= Stated task 1 =
Can you write out, word for word, the stretch of the forum thread from "i dont like" through "with the wheelhouse."?

= Text excerpt =
>> Begin

My billet pedal kit came in also. I'm going with an OG stock upgraded interior. Billet steering wheel and hub will be next with trunk mirror kit for x-mas, and hopefully a Dakota digital with my income tax.


----------



## 64 CRAWLING (Nov 26, 2001)

ttt


----------



## locs&100SPOKES (Nov 29, 2008)

REPOP STUFF SUCKS!BUT WHAT DO YOU DO.I HAVE EVEN SEEN DIFFERANCE ON PARTS THAT ARE SUPPOST TO LINE THAT DONT FROM DIFFRENT SUPPLIERS. :angry: :angry: :angry:


----------



## ClassicGMJunkie (Nov 13, 2004)

i dont like the lack of recessed area for the gas door to sit flush in the repop 1/4 panel on my 62. i'd be better off cutting it out, and putting the OG metal area back in, than beating the new metal to death to give it a couple of 90 degree bends it doesnt have the metal in the right places to make up for it. where the fuck is QC when you need them. 

oh, and you can mail order a 63/64 , when the hell are they gonna get a few more years some love???

i went thru hell to get a wheelhouse to fit. now i gotta add about 7/16" of metal to the trunk floor to get it to meet up with the wheelhouse. 

if you had to build a car from all re-pops, you wouldnt hardly be able to put the damn thing together !...

and be happy with your trunk floor metal, it came with a LOT more than my 62's did when it meets the rear brace. (which they dont make for 62 yet) i gotta fill in a lot of that metal and triangulate it to meet the quarter panel 1/4" further away than stock...

but i'm not bitter


----------



## ClassicGMJunkie (Nov 13, 2004)

>> End

Source data
>> Begin

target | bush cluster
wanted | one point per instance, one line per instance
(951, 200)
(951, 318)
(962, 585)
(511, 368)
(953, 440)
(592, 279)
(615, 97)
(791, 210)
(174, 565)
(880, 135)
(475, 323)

>> End

= Stated task 2 =
Can you give every row of the source data again, line for line and unchanged?

= Task solution 1 =
i dont like the lack of recessed area for the gas door to sit flush in the repop 1/4 panel on my 62. i'd be better off cutting it out, and putting the OG metal area back in, than beating the new metal to death to give it a couple of 90 degree bends it doesnt have the metal in the right places to make up for it. where the fuck is QC when you need them. 

oh, and you can mail order a 63/64 , when the hell are they gonna get a few more years some love???

i went thru hell to get a wheelhouse to fit. now i gotta add about 7/16" of metal to the trunk floor to get it to meet up with the wheelhouse.

= Task solution 2 =
target | bush cluster
wanted | one point per instance, one line per instance
(951, 200)
(951, 318)
(962, 585)
(511, 368)
(953, 440)
(592, 279)
(615, 97)
(791, 210)
(174, 565)
(880, 135)
(475, 323)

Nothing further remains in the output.